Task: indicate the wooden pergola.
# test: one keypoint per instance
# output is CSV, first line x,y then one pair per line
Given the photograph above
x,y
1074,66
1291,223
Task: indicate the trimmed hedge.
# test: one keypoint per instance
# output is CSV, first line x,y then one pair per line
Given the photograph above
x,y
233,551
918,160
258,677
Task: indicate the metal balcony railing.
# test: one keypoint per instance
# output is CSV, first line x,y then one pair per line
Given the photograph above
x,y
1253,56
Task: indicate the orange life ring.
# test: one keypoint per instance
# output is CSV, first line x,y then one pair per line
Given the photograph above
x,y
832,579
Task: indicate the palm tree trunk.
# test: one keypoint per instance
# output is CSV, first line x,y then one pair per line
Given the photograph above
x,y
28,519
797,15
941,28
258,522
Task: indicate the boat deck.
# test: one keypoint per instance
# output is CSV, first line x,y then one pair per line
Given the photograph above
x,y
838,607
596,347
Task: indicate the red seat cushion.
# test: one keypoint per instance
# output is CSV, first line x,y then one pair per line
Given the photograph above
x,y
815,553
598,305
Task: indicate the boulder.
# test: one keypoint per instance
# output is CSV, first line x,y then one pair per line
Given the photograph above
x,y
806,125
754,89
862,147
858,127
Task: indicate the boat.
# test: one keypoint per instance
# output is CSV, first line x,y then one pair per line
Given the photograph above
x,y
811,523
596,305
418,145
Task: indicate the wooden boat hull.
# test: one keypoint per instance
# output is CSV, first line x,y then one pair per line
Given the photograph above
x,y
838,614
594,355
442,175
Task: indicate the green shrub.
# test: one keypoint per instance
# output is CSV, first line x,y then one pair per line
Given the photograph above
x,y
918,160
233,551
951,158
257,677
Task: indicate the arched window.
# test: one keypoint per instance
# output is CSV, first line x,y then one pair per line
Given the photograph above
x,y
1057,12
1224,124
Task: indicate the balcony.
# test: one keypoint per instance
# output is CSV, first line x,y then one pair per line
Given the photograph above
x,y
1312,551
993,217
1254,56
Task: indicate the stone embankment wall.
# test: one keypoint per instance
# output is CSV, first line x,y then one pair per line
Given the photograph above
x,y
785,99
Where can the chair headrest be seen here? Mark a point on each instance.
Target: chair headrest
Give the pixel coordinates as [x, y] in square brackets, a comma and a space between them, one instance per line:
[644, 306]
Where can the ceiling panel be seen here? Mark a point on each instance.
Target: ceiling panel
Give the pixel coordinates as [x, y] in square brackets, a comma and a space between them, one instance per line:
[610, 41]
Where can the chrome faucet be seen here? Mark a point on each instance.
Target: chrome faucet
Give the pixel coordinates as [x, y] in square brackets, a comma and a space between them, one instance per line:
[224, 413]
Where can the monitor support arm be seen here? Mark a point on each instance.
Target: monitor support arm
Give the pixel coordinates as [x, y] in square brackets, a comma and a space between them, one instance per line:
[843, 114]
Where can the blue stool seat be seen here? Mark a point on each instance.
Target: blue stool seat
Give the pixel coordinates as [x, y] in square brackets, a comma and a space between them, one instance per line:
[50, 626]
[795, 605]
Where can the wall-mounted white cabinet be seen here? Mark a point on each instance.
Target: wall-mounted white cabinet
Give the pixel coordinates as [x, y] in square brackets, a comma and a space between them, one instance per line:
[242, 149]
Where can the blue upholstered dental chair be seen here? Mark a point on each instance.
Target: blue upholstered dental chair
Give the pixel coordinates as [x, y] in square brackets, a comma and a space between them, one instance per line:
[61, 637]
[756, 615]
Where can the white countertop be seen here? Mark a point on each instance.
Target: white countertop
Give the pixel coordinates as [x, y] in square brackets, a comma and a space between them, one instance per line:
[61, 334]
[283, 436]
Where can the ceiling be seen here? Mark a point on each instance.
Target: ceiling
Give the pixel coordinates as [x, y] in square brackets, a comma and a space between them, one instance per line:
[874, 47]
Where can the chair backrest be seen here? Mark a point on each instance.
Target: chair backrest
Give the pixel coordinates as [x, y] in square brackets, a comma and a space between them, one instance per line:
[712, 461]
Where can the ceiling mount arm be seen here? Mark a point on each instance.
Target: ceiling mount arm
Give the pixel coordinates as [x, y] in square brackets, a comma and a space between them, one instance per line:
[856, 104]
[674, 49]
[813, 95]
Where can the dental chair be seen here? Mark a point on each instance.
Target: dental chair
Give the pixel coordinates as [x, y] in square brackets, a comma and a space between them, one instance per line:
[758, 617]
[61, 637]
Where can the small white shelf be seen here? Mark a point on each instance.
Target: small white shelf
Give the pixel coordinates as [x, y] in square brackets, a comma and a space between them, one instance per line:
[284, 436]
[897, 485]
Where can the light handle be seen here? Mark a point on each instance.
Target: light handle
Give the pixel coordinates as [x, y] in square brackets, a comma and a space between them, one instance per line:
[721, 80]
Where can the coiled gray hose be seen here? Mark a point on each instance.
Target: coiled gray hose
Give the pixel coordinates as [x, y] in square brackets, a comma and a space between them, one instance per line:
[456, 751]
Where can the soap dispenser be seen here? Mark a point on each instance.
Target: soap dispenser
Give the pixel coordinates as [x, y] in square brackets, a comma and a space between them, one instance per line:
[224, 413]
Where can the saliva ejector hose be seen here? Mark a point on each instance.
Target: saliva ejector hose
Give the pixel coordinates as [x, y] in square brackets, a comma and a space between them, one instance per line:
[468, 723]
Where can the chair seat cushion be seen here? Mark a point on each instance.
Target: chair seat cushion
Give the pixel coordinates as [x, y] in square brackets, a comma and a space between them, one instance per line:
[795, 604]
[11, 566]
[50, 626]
☆ ☆ ☆
> [EXERCISE DESCRIPTION]
Beginning at the line that contains "Where can the small", retype each line of the listing up to and including the last one, exactly as it stands, and nothing else.

> [REPLY TO THE TASK]
Where can the small white shelf be seen here? Mark a point on each instance.
Target: small white shelf
Give the pixel coordinates as [x, y] in square brackets, a comma and a space between them, one instance per line:
[284, 436]
[897, 485]
Where can the light handle be seen here? Mark a point on each instance.
Target: light handle
Give the pixel coordinates as [x, y] in square brackets, a comma and a space between them, one instance per line:
[721, 80]
Where can the coiled gray hose be seen here? Mark a point on each instance.
Target: coiled gray hose
Give the pixel coordinates as [x, y] in square brackets, a comma and a space between them, one instance per line:
[456, 751]
Where can the soap dispenser be seen here? Mark a point on each instance.
Target: soap dispenser
Give the pixel coordinates as [x, y] in square brackets, a comma and a space between them, one instance per line:
[224, 413]
Where can the saliva ejector hose be seen here? Mark a point on each instance.
Target: saliva ejector hose
Give the pixel coordinates as [x, y] in square brackets, a comma and a space between them, one instance per line:
[468, 723]
Where can the chair seat cushion be seen here? Mark a point on each instance.
Target: chair seat cushion
Give the pixel coordinates as [x, y] in square brackets, a comma and a space between them, one instance per line:
[795, 604]
[11, 566]
[50, 626]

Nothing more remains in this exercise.